## WHAT IS NEEDED
Reproduce every line from the start of the entries down to and including the line that contains "[0,0,402,298]", scaling each bounding-box coordinate in the answers by 0.25 and rounding it to a whole number, with halves rounded up. Leave all other lines unchanged.

## STORED RECORDS
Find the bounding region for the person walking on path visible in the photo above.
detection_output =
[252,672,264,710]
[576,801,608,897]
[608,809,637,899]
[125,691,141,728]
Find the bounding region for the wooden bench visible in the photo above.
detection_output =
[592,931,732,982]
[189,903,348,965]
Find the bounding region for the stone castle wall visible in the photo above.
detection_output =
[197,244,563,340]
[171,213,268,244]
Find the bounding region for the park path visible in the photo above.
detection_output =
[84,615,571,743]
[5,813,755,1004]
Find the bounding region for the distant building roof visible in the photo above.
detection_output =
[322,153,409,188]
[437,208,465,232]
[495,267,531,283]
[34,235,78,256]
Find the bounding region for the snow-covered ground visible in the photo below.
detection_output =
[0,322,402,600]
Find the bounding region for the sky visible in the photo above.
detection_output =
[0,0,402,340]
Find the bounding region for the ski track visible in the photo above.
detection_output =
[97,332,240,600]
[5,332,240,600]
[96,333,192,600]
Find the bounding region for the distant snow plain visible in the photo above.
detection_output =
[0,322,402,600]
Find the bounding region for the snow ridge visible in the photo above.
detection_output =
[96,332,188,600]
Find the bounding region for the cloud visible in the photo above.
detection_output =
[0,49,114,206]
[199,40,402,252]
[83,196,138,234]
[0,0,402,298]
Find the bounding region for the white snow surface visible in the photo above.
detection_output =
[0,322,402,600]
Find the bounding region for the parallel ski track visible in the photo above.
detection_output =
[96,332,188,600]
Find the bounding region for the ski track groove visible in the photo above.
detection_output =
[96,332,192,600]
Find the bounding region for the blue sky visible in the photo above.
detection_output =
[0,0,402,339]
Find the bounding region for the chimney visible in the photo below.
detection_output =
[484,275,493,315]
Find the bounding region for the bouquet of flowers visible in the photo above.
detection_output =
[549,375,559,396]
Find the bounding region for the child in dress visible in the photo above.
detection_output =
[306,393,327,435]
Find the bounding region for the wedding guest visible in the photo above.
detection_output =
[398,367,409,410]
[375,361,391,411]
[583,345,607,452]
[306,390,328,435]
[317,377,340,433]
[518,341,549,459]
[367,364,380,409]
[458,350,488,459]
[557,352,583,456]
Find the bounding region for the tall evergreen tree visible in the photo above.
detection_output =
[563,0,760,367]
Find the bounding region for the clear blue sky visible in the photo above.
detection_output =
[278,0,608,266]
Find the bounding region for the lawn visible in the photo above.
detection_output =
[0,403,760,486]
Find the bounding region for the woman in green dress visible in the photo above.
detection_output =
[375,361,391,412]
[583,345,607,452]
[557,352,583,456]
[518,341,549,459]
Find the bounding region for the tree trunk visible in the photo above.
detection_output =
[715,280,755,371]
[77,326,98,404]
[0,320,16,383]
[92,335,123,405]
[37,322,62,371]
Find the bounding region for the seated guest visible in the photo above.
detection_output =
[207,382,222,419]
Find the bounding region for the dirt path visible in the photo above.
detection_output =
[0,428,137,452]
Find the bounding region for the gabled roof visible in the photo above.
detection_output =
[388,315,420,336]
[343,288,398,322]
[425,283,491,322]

## THE REPLY
Find the bounding region for the person walking on path visible in the photo above.
detection_output =
[63,168,66,178]
[144,200,152,224]
[152,202,159,225]
[31,173,35,182]
Find the bounding region for the wooden bench visible in the photo above.
detection_output =
[148,233,183,246]
[47,226,87,241]
Find the bounding region for the stone castle wall visible in the photo above.
detection_output =
[49,61,141,85]
[43,53,67,61]
Find the bounding region for the park path visible in the photo above.
detection_output =
[21,154,143,186]
[1,203,189,251]
Find the bounding region for the distant building roof visible in the photo above.
detection_output =
[81,38,102,47]
[109,52,116,58]
[124,67,133,71]
[9,59,20,64]
Find the bounding region for the snow-covered ground visible in the photo below.
detection_output =
[0,81,101,150]
Find the bounding region for the sky visible in the photo above.
detection_output =
[0,0,101,85]
Find the bounding region for the ski track visible in the photo above.
detection_output =
[24,83,60,150]
[1,83,60,150]
[24,83,48,150]
Find the bounding region for the distant snow plain visible in the photo above.
detection_output =
[0,81,101,150]
Find the bounding region for the snow ridge visible in the photo above.
detection_output =
[24,83,47,150]
Find the bounding region for the cloud visible in the photo above.
detection_output =
[0,12,29,52]
[50,10,101,63]
[21,49,35,59]
[0,0,101,75]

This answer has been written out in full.